**EXCERPT TO READ**
-- Opening Marker --

She describes the data foundation work behind it: "Our first step was mapping all data sources and aggregating them where possible." Two approaches were used in parallel: full integration into a master system for control-heavy areas, and data aggregators for lower-risk processes. "We've done both: merging critical data for control-heavy areas and using aggregators for private-company-level risk processes." Once the data foundation was rebuilt, OpenAI expanded AI into reporting drafts, disclosure writing, controls testing, and deal-prep analysis.

Adyen: the Finance Data Core

Adyen's approach was to rebuild its data infrastructure before applying AI anywhere. A multi-year programme to centralise all financial data into the Finance Data Core now powers automated reconciliation, accounting memo generation, and faster reporting cycles. An internal knowledge hub lets employees query company information for instant answers.

Adyen treats adoption as a human challenge rather than a technical one. Controllers and FP&A analysts rotate directly into technical teams, co-designing use cases with engineers. Peled explains why: "Adoption is fundamentally a trust issue. If finance teams don't understand how AI outputs are generated, they won't use them."

Zapier: company-wide AI mandates

Zapier's approach is the most direct: make AI usage non-optional. Roccon: "Transformation requires mandates, not nudges. At Zapier, around 98% of employees use AI tools." The finance team measures ROI through a combination of objective metrics (cycle times, pull requests merged, issues resolved) and subjective surveys, creating a clear framework for evaluating what works.

ClickUp: consolidation as strategy

ClickUp's finance team arrived at a counter-intuitive insight: the problem was not finding AI tools, it was having too many. Zhang: "The main challenge isn't finding AI tools. It's having too many. We replaced five separate AI note-taking tools with a native one built in ClickUp." Beyond consolidation, ClickUp built internal agents for investor-relations workflows, scenario modelling, internal reporting, and companywide knowledge retrieval. The cultural expectation is made explicit: "AI is not optional; AI is required."

Microsoft: ready-built Copilot agents for finance

Microsoft 365 users have two ready-built AI assistants available without any additional procurement. The Researcher Agent acts as a personal chief of staff, compiling schedules, flagging emails, and pulling relevant documents ahead of meetings. The Analyst Agent handles complex but repetitive finance tasks: comparing files, running Python-based data analysis, and generating charts and visualisations automatically through natural language. Fortin's demonstration of the Analyst Agent's speed (a complete three-statement financial model in 96 seconds) illustrates the practical value for teams already inside the Microsoft ecosystem.

-- Closing Marker --

**PROBLEM A**
Copy the stretch of the excerpt on finance teams and AI from "Adyen's approach was" through "for instant answers.", replacing "reconciliation" with "invoice matching".
**PROBLEM B**
Answer these questions using the excerpt on finance teams and AI.
(i) How many separate AI note-taking tools did ClickUp replace?
(ii) How long did the complete three-statement financial model take in Fortin's demonstration?
(iii) About what share of Zapier employees use AI tools?
**PROBLEM C**
For each statement, say whether it agrees with the excerpt on finance teams and AI, and quote the words that decide it.
(i) Adyen treats adoption mainly as a technical challenge.
(ii) Microsoft 365 users must make an additional procurement to get the two ready-built assistants.
(iii) Zapier's finance team measures ROI partly through subjective surveys.
The data have no connection to the excerpt on finance teams and AI.

**DATA SHOWN**
-- Opening Marker --

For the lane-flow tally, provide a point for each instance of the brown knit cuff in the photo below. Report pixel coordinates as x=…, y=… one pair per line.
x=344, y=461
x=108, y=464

-- Closing Marker --

**EXERCISE RESPONSE A**
Adyen's approach was to rebuild its data infrastructure before applying AI anywhere. A multi-year programme to centralise all financial data into the Finance Data Core now powers automated invoice matching, accounting memo generation, and faster reporting cycles. An internal knowledge hub lets employees query company information for instant answers.

**EXERCISE RESPONSE B**
(i) Five.
(ii) 96 seconds.
(iii) Around 98%.

**EXERCISE RESPONSE C**
(i) No: "Adyen treats adoption as a human challenge rather than a technical one."
(ii) No: "available without any additional procurement"
(iii) Yes: "a combination of objective metrics (cycle times, pull requests merged, issues resolved) and subjective surveys"